With its integral role in HIV replication, HIV protease has been a prime target for drug therapy. HIV protease inhibitors work by specifically binding to the active site by mimicking the tetrahedral intermediate of its substrate and essentially becoming “stuck,” in the catalytic cycle, disabling the enzyme. After assembly and budding, viral particles lacking active protease cannot mature into infectious virions. Several protease inhibitors have been licensed for HIV therapy.

There are ten HIV-1 PR inhibitors that are currently approved by the Food and Drug Administration: indinavir, saquinavir, ritonavir, nelfinavir, lopinavir, amprenavir, fosamprenevir, atazanavir, tipranavir, and darunavir. Many of the inhibitors have different molecular components and thus different mechanistic actions, such as blocking the active site. Their functional roles also extend to influencing circulation concentrations of other inhibitor drugs (ritonavir) and being used only for certain circumstances in which the virus exhibits tolerance of other inhibitors (tipranavir).

▶ _Data extracts_:
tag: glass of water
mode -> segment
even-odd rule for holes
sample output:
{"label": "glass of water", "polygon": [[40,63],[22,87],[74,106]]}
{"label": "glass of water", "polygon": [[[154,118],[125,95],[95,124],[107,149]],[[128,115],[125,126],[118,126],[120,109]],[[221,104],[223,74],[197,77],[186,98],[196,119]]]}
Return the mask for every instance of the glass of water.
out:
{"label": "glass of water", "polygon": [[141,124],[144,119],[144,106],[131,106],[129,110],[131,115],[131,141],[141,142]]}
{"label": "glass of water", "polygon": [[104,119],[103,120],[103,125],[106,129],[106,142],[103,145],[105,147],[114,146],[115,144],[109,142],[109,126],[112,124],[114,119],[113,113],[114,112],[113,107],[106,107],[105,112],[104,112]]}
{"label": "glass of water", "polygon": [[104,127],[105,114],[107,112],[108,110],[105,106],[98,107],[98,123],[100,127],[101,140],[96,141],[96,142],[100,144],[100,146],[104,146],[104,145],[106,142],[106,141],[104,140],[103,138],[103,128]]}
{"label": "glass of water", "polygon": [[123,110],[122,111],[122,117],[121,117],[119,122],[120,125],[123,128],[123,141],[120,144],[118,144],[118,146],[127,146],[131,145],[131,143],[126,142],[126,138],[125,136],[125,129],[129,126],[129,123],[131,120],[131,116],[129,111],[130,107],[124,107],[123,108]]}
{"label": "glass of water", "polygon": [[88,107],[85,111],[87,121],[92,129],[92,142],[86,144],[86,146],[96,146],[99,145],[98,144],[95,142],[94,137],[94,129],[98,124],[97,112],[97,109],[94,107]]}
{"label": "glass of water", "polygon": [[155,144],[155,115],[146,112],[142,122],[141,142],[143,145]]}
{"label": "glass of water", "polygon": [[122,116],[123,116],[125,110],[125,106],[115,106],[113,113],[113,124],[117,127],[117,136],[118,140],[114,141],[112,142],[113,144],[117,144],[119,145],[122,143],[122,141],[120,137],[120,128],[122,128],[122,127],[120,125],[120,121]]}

...

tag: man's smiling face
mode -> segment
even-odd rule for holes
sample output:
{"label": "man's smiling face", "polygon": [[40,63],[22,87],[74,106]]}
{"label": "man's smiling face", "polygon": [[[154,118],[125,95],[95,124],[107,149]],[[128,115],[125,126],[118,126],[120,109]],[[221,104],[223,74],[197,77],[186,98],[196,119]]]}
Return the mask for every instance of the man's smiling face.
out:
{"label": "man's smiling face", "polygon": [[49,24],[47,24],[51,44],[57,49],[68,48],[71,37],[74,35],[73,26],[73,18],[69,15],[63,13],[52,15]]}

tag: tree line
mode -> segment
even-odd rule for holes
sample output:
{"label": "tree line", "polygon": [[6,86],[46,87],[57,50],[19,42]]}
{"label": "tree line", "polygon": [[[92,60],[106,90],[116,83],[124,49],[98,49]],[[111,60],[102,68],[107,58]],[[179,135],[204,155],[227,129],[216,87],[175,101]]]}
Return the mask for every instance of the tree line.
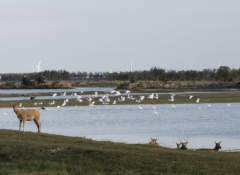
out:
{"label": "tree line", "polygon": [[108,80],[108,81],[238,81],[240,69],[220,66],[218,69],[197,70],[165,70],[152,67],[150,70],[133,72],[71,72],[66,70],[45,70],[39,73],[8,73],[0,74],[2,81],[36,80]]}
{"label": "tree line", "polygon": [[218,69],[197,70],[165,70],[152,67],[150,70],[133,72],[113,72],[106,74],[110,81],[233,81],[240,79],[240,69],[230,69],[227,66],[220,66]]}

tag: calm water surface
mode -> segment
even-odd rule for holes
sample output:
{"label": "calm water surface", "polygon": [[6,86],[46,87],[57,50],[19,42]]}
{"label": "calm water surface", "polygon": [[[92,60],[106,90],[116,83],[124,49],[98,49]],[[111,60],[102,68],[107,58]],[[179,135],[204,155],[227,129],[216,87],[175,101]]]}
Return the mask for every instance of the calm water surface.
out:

==

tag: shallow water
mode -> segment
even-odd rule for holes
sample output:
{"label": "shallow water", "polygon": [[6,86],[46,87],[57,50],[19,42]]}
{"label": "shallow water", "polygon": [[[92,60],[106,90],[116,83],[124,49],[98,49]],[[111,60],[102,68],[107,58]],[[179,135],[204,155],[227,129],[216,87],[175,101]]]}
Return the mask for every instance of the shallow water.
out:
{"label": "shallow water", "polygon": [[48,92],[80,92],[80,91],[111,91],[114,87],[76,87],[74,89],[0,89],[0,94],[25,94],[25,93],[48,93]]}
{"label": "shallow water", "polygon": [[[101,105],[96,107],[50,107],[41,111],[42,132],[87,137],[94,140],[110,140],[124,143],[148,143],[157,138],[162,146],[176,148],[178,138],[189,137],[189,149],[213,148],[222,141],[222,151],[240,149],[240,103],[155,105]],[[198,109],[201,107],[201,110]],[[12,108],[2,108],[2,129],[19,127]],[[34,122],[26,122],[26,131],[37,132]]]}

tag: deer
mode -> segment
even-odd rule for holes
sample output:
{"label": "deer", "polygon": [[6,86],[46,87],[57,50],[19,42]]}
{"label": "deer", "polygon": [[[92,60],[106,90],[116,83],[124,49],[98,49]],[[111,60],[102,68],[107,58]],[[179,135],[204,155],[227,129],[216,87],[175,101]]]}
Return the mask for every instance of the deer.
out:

▶ _Exercise set_:
- 1) Translate this sentence from the HIV protease text into Spanish: "Several protease inhibitors have been licensed for HIV therapy."
- 2) In the HIV protease text, rewrite the passage that begins at the words "There are ten" and stops after "other inhibitors (tipranavir).", swapping "Food and Drug Administration" for "FDA".

▶ _Responses to the exercise_:
- 1) Varios inhibidores de la proteasa han sido autorizados para la terapia contra el VIH.

- 2)
There are ten HIV-1 PR inhibitors that are currently approved by the FDA: indinavir, saquinavir, ritonavir, nelfinavir, lopinavir, amprenavir, fosamprenevir, atazanavir, tipranavir, and darunavir. Many of the inhibitors have different molecular components and thus different mechanistic actions, such as blocking the active site. Their functional roles also extend to influencing circulation concentrations of other inhibitor drugs (ritonavir) and being used only for certain circumstances in which the virus exhibits tolerance of other inhibitors (tipranavir).